#### PASSAGE TO READ

In this chapter, a university's story of conducting a “brainstorming session for strategy development with future scenarios” process and the steps of this process are presented and examined, in detail. This chapter aims to help managers and scholars know how to conduct a brainstorming session for producing future scenarios for their organizations by explaining the process with a lived example. For this purpose, “Narrative Research Design,” which is one of the qualitative research designs, is chosen for this research study. Consequently, a brief theoretical framework and a step-by-step guide are presented for the related parties.
TopIntroduction: Fighting Fire With Fire
In 1975, H. Igor Ansoff discarded the notion of developing universal strategic formulas, opting instead to discern faint indications of future developments in order to anticipate unforeseeable events (Ansoff, 1975). In 1998, Richard D'Aveni woke up to a new era of Hypercompetition (D'Aveni, 1998). In 2007, Gary Hamel believed that management and organization were falling behind in various areas of progress and innovation and pondered the future of management (Hamel & Breen, 2007). While these authors acknowledged the rapidity of change and lamented the challenges of coping with it, many of the technological advances that exist today (which are both means and ends of change) may have only existed in the imaginations of a few special minds at their times. Today, the speed and depth of change are truly out of hand.

########
#### PROVIDED MATERIAL

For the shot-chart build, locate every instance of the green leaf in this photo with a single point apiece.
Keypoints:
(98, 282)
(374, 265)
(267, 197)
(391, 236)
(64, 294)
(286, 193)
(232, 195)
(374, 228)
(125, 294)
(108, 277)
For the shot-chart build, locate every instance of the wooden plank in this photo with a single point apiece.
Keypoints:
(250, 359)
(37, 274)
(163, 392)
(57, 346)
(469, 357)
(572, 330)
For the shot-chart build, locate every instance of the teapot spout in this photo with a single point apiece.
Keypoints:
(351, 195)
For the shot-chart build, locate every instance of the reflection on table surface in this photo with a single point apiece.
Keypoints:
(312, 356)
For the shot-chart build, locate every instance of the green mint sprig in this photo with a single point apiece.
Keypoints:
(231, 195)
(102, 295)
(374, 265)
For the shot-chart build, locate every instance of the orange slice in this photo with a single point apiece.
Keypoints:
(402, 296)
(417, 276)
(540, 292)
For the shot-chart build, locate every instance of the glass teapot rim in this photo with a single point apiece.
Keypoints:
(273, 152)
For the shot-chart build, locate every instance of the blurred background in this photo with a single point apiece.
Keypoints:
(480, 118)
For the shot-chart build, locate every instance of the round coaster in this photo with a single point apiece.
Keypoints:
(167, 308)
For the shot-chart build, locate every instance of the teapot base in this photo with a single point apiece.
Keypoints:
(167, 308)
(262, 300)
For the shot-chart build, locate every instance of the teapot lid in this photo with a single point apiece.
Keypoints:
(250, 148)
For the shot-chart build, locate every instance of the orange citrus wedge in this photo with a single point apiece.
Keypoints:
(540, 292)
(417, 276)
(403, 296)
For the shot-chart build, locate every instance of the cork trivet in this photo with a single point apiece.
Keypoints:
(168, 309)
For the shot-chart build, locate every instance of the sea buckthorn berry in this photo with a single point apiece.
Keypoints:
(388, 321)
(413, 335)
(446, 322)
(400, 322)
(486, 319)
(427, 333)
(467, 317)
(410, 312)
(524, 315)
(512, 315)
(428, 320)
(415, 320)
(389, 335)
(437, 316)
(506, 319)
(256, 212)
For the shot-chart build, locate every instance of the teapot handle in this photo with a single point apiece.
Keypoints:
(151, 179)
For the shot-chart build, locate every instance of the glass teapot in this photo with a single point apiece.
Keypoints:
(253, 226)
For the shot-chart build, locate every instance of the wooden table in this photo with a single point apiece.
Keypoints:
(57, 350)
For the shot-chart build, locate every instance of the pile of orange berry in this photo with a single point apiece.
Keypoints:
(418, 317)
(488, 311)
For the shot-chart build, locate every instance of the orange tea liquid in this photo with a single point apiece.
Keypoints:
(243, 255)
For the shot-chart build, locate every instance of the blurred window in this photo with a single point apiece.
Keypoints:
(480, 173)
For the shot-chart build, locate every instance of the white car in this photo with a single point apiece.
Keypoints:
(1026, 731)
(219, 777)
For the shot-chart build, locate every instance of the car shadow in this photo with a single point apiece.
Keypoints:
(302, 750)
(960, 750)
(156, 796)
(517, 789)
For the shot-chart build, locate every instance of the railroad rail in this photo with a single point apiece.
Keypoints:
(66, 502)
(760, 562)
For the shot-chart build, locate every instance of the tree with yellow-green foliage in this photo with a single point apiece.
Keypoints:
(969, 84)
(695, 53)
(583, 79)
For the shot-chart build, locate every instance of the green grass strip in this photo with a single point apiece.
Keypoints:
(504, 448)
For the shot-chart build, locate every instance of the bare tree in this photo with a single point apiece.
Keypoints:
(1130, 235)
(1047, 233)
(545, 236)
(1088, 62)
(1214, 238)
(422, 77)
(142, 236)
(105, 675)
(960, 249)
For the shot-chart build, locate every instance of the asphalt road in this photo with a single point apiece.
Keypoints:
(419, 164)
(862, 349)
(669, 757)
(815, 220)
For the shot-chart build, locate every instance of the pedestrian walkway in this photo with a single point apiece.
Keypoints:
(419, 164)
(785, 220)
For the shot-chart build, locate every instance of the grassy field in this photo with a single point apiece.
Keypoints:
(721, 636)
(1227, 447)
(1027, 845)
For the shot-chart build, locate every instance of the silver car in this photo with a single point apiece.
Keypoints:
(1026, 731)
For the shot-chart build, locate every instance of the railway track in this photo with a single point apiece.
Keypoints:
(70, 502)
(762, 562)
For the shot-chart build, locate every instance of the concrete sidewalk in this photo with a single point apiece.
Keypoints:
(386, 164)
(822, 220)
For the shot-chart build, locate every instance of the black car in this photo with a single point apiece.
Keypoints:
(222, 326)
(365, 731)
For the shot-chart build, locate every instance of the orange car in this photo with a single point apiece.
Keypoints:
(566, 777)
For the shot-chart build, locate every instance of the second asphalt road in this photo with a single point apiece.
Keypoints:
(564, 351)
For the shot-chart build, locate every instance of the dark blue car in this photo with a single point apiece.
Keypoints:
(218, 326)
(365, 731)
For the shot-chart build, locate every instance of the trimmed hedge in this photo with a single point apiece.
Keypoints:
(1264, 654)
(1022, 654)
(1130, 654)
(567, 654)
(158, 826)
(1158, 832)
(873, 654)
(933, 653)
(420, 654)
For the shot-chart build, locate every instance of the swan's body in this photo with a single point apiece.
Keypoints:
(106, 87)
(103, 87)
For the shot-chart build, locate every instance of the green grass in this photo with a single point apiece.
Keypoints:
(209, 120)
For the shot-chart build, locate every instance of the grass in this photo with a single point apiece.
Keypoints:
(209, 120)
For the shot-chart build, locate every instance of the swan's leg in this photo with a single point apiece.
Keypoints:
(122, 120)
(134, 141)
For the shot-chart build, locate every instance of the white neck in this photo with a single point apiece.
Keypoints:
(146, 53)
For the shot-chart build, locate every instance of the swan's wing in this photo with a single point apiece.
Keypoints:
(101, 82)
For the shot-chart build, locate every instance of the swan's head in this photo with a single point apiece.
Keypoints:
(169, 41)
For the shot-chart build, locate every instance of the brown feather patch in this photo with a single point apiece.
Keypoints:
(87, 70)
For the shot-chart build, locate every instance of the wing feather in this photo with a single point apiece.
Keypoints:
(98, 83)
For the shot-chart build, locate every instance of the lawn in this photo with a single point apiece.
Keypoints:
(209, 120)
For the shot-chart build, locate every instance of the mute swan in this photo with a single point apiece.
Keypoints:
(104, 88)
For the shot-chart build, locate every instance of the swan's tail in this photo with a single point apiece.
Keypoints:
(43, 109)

########

• **WHAT TO DO**:
1. Copy the passage on scenario brainstorming from "In this chapter, a" up to and including "the related parties.", changing "managers" to "administrators".
2. According to the passage on scenario brainstorming, in what year did Richard D'Aveni recognize a new era of Hypercompetition?
3. Continue the passage on scenario brainstorming from its last sentence.
The records come from a separate source.

• **EXERCISE ANSWERS**:
1.
In this chapter, a university's story of conducting a “brainstorming session for strategy development with future scenarios” process and the steps of this process are presented and examined, in detail. This chapter aims to help administrators and scholars know how to conduct a brainstorming session for producing future scenarios for their organizations by explaining the process with a lived example. For this purpose, “Narrative Research Design,” which is one of the qualitative research designs, is chosen for this research study. Consequently, a brief theoretical framework and a step-by-step guide are presented for the related parties.

2. 1998

3.
Throughout human history, the source of change is the boundless imagination power of free and developed minds all over the world, so change is limited by only the limits of human imagination. While there are various strategic management and long-term planning tools that can assist organizations in navigating change, these tools are limited in their effectiveness. As a result, organizations often rely on the collective imagination of internal or external “bright minds” to anticipate and prepare for the future. To remain competitive in an ever-changing environment, it seems that organizations have no choice but harnessing this collective imagination. The concept of creating strategies based on future scenarios or revising and strengthening existing strategies with these scenarios stems from this idea (Wilkinson et al., 2013; Burt et al., 2017; Bradfield et al., 2005).
Universities are widely recognized as important centers for development, change, and learning, throughout history. This distinction places high expectations on universities to adapt and respond to change effectively. To meet these expectations, universities must continuously renew and transform themselves more urgently than other institutions. In this context, the senior management of X University, a young and growing university in Türkiye, has determined that new strategies and updating existing ones are necessary to keep pace with rapid change. To accomplish this goal, the university's leadership has decided to use the method of “Planning with Future Scenarios” along with other methods. This study, which you are currently reading, is one of the results of this decision, made as part of the university's efforts to improve quality and transform the institution.
The aim of this chapter is to share the process of brainstorming for future scenarios of a developing university, conducted with a group of experts, including academics from diverse fields such as physics, medicine, engineering, business management, and sociology (Chase, 2005; Clandinin & Connelly, 2000). In sharing this experience, the goal is for readers who are considering conducting a brainstorming session for creating future scenarios for their own organization to know the necessary steps and points to be careful of without needing additional resources. To achieve these objectives, an interpretive perspective (Creswell et al., 2007; Riessman, 2008) and the “Narrative Research Design” were chosen among qualitative research designs for this chapter.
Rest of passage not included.